*Exercise details*.
Among the lines below, return each one that contains the word "fence".

Task data: Begin

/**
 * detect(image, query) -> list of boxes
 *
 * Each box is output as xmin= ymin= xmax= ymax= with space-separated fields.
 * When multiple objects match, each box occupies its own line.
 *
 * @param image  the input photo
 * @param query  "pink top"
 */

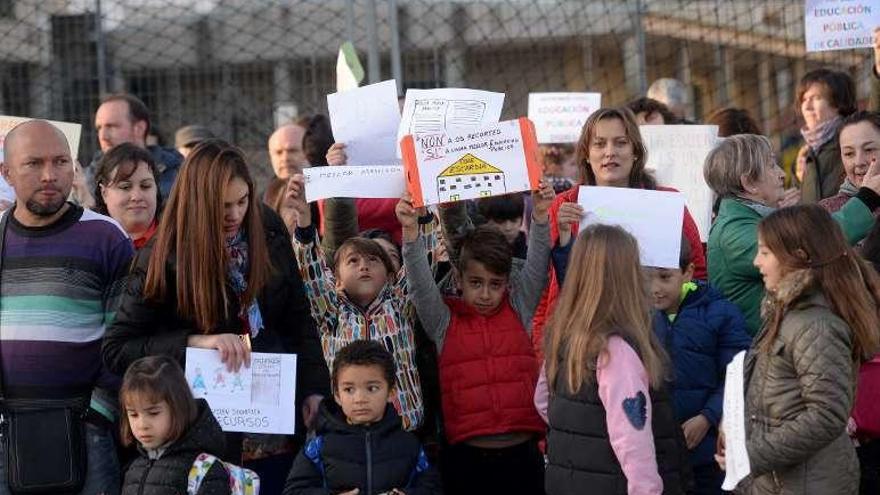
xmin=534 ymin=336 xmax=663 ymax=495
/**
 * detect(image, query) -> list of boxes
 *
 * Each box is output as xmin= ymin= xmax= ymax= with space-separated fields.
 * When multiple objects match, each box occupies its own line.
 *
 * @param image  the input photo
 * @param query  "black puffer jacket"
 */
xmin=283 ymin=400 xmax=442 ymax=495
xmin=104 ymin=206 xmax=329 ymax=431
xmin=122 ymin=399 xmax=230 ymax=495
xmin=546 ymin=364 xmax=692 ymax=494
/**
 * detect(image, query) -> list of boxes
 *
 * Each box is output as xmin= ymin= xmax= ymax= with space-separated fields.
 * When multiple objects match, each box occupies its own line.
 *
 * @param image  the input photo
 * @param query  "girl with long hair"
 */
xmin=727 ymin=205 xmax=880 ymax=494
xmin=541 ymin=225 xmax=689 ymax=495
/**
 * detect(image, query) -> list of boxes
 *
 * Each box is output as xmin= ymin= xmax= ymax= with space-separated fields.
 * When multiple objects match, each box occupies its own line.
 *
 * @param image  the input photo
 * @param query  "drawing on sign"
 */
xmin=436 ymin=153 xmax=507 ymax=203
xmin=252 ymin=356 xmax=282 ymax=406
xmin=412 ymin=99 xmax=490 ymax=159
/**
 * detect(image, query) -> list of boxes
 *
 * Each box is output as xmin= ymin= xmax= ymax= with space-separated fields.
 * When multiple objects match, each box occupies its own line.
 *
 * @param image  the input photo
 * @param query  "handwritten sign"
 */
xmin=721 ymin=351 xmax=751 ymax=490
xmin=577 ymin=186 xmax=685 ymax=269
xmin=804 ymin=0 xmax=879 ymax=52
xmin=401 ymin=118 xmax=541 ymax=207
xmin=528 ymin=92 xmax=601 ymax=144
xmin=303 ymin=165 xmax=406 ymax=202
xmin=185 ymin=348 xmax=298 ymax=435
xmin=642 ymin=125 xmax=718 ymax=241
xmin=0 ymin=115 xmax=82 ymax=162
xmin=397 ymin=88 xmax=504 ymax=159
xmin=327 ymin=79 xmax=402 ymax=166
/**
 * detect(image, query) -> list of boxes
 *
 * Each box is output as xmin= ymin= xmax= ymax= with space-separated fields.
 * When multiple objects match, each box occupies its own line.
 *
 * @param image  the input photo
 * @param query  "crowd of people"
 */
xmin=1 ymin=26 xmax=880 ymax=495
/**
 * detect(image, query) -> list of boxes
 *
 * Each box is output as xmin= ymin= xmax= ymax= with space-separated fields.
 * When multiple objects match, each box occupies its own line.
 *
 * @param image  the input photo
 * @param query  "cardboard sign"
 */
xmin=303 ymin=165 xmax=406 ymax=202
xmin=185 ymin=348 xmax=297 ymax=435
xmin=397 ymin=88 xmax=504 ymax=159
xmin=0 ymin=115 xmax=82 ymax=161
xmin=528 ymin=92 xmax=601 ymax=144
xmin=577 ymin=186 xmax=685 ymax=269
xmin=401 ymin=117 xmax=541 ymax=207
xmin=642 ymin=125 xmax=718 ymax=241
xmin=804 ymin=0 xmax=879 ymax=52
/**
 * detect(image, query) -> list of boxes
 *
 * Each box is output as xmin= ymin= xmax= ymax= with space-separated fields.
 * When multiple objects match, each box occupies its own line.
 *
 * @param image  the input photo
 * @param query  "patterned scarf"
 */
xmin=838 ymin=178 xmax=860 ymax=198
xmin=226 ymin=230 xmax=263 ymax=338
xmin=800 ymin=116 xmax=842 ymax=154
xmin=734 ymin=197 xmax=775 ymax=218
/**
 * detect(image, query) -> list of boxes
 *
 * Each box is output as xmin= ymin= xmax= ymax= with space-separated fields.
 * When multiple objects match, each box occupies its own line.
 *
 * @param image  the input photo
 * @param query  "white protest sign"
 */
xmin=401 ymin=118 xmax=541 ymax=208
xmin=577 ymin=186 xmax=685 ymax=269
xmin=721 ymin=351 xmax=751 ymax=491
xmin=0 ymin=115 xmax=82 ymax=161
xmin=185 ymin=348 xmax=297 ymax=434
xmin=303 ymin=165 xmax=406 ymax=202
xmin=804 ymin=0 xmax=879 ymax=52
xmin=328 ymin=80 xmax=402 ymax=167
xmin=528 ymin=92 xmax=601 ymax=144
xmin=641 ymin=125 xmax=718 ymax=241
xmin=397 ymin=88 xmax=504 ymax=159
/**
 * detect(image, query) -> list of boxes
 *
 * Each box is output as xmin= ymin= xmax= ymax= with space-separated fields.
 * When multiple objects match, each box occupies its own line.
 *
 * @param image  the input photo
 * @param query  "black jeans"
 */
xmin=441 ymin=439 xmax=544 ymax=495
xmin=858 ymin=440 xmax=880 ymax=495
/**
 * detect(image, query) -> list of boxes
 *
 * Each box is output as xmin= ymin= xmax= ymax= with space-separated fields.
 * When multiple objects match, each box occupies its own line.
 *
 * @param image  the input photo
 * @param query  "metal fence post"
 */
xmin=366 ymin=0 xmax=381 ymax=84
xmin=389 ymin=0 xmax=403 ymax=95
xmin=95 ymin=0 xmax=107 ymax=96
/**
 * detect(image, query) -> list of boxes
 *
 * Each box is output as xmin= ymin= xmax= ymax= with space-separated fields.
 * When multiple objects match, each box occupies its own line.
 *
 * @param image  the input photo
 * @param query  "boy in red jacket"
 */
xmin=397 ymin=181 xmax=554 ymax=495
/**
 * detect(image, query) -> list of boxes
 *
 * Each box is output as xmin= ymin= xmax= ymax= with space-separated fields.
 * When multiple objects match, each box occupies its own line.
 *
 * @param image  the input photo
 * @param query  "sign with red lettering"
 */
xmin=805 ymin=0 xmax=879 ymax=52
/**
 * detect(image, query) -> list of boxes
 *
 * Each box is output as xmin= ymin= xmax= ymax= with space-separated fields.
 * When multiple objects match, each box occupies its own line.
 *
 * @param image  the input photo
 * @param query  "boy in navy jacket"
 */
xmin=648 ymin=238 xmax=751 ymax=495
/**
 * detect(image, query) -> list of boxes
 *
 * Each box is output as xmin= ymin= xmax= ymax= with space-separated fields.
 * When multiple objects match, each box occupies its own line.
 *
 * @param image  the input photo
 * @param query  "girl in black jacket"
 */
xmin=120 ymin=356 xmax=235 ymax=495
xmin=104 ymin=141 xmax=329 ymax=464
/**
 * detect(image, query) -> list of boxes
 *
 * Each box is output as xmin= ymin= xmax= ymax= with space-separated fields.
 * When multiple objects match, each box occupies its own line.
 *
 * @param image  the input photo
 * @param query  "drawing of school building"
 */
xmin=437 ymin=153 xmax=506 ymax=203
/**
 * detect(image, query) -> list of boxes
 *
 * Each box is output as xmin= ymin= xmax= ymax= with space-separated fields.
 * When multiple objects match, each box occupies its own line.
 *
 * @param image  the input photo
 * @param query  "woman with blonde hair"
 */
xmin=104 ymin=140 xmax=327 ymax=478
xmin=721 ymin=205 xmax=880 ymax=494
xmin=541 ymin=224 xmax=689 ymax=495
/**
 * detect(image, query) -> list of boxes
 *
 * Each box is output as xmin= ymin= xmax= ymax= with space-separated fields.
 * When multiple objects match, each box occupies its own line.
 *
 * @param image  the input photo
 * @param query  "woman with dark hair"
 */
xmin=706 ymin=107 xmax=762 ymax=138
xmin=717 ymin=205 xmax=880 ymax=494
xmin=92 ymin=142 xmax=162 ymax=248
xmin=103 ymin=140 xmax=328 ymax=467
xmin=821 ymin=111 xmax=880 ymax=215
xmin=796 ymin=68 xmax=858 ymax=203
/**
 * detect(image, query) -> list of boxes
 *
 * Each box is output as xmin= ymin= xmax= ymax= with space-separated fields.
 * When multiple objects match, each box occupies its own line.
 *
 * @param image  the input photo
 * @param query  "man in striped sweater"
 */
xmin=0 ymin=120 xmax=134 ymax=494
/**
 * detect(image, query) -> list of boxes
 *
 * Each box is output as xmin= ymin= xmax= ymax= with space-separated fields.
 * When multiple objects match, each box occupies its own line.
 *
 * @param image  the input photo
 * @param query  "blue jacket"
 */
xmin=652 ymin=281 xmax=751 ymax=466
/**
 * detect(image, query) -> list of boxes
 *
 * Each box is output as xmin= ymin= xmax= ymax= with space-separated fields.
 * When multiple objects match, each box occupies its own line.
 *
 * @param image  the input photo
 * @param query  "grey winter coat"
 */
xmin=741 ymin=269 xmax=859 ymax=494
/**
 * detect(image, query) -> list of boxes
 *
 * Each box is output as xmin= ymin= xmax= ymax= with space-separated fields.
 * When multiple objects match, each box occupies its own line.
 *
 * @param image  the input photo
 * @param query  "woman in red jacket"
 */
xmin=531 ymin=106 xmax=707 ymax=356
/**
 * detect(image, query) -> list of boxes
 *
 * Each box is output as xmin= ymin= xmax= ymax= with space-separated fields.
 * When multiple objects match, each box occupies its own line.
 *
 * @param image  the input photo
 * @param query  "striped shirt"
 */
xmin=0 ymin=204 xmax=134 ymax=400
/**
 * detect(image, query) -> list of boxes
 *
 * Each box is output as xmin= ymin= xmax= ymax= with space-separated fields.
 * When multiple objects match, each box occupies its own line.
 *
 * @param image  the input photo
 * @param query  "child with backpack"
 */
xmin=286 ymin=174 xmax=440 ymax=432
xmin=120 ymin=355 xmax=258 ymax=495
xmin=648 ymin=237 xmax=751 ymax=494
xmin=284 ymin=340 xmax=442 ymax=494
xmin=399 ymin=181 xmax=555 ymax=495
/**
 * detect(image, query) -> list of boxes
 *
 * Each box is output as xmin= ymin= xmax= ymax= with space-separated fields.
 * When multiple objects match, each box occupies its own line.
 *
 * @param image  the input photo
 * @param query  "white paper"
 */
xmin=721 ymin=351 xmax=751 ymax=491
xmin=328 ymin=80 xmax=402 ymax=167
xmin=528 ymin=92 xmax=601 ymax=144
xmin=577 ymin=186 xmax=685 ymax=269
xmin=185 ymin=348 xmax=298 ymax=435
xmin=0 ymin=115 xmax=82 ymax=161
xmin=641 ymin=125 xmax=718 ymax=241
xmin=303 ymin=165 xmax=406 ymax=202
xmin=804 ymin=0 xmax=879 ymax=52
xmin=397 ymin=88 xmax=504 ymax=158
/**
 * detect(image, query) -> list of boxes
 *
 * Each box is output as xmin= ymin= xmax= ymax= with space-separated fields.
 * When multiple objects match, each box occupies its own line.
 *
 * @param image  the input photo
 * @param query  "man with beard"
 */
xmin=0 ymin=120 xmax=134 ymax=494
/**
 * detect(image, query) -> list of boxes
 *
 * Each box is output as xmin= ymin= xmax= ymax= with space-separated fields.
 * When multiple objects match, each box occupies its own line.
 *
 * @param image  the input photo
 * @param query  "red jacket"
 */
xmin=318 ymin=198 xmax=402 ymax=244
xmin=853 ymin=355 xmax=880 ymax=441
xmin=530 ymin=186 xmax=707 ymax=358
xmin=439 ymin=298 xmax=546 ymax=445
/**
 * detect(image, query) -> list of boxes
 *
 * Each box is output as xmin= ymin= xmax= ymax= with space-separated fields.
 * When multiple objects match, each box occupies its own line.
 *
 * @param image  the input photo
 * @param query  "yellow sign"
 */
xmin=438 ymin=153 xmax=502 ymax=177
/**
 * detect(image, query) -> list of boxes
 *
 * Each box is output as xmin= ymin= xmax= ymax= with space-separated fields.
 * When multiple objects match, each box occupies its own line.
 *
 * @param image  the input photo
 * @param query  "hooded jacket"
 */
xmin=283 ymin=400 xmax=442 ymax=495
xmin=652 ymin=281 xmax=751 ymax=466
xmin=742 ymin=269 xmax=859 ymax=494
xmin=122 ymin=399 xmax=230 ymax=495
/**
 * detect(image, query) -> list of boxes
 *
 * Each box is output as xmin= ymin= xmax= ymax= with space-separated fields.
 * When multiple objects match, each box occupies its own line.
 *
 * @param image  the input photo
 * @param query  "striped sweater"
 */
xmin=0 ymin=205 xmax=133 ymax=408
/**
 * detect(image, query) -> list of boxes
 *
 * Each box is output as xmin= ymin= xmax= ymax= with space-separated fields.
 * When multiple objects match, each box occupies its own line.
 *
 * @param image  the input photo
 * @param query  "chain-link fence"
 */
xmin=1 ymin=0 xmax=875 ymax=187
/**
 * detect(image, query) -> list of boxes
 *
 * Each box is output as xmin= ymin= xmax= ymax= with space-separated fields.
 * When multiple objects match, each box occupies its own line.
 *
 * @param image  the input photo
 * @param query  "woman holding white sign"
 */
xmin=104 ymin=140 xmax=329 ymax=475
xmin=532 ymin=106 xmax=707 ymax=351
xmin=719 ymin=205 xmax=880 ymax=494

Task data: End

*Output of the task*.
 * @param query  "metal fence post"
 * @param query  "chain-link fence"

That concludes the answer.